PAGE TEXT
------------------------------------
SB 278 returned to the subcommittee Jan. 27 with a proposed substitute that removes licensing penalties and ties compliance to existing civil financial penalties.
Sponsor: The senator said the substitute removes a provision that would penalize licensure and instead relies on a $5,000 per-incident civil penalty already in state code; the change aims to preserve access to discounted drugs under the 340B program while addressing stakeholder concerns about penalties that could deter participation.
Opposition: Nicole Pallywood, testifying on behalf of pharmaceutical interests, urged opposition and said the bill would codify a program flaw: "This is not an access issue... This bill is about profit, not access," she said, arguing that 340B entities often do not pass discounts to patients and that the program lacks transparency and accountability.
Support: Representatives of federally qualified health centers, including Michael Jackson of the Virginia Community Healthcare Association and Tracy Kazi of Capital Area Health Network, said the bill supports clinics that provide care to vulnerable patients. Michael Jackson said FQHCs have added tens of thousands of patients since 2024 and argued that restrictions on contract pharmacies have reduced clinics' financial capacity to serve patients.
Discussion focused on transparency and data: opponents pressed for claims-level data and reporting to show where discounts and revenues flow; proponents said covered entities report to HRSA and that the committee should craft targeted transparency requirements rather than broad restrictions that could limit access.
Outcome: The subcommittee voted to report the substitute to the full committee with recorded but partial roll-call results; the sponsor said she will continue working with stakeholders on transparency and accountability measures.
What's next: The substitute will go to the full committee; sponsors indicated further stakeholder negotiation on transparency language.
------------------------------------
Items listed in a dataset
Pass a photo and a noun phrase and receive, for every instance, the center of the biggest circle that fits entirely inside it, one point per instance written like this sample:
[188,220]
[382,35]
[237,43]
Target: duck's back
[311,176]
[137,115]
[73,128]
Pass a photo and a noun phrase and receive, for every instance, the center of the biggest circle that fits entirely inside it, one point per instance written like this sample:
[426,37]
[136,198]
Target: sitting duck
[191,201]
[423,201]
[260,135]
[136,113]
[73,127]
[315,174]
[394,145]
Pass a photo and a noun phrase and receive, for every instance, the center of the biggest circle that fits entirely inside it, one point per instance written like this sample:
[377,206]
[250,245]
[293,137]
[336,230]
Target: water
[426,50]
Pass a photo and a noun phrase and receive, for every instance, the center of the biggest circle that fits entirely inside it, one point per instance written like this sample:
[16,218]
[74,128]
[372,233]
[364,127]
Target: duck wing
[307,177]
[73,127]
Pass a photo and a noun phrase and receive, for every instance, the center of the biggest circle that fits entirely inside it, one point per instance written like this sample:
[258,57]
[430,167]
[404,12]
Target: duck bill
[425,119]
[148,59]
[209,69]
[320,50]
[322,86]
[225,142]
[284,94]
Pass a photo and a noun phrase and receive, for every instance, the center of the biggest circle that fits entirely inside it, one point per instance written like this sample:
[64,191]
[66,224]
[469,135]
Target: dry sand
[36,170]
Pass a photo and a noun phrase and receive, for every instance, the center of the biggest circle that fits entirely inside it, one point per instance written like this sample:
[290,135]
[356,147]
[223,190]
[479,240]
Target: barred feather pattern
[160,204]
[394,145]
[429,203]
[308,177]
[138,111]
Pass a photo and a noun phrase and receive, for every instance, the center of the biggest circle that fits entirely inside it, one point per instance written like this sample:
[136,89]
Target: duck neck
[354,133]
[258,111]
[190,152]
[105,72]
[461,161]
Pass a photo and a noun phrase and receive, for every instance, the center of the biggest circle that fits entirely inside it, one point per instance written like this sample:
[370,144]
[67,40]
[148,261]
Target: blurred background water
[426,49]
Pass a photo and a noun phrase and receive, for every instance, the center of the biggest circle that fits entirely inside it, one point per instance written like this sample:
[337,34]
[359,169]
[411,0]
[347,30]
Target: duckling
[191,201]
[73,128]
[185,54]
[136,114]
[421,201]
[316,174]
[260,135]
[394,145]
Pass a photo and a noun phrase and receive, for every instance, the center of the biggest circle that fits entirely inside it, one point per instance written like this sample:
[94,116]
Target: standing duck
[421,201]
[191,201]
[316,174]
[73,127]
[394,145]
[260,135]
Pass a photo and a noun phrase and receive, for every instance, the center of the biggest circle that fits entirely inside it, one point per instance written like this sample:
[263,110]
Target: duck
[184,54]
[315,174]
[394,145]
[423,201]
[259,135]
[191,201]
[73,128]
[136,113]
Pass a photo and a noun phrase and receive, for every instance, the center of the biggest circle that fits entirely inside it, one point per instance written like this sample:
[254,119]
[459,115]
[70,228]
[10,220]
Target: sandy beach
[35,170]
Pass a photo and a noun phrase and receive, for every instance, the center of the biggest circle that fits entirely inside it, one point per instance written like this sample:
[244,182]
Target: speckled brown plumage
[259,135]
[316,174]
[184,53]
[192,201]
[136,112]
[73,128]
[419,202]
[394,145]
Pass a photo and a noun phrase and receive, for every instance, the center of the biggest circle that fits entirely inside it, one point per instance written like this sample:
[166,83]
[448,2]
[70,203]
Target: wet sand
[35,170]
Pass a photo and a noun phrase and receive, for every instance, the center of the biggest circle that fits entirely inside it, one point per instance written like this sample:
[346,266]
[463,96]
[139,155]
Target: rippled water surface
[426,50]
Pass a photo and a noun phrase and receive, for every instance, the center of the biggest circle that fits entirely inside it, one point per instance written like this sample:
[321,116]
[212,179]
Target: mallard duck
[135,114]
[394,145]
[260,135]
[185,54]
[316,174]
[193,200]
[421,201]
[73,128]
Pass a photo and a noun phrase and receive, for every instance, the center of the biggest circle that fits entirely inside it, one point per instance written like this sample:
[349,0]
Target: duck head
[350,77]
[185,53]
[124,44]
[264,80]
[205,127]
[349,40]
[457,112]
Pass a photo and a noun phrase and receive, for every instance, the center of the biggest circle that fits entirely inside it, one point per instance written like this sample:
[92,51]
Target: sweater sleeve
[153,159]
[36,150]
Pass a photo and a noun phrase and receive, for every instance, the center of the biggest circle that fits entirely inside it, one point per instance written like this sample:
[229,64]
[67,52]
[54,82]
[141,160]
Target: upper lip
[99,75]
------------------------------------
Give a two-sentence summary of the SB 278 hearing report above.

SB 278 returned to the subcommittee on Jan. 27 with a substitute that drops licensing penalties in favor of an existing $5,000 per-incident civil penalty, meant to preserve access to 340B discounted drugs. After pharmaceutical interests argued the bill is about profit rather than access and health center representatives said it supports clinics serving vulnerable patients, the subcommittee reported the substitute to the full committee, with further work on transparency language expected.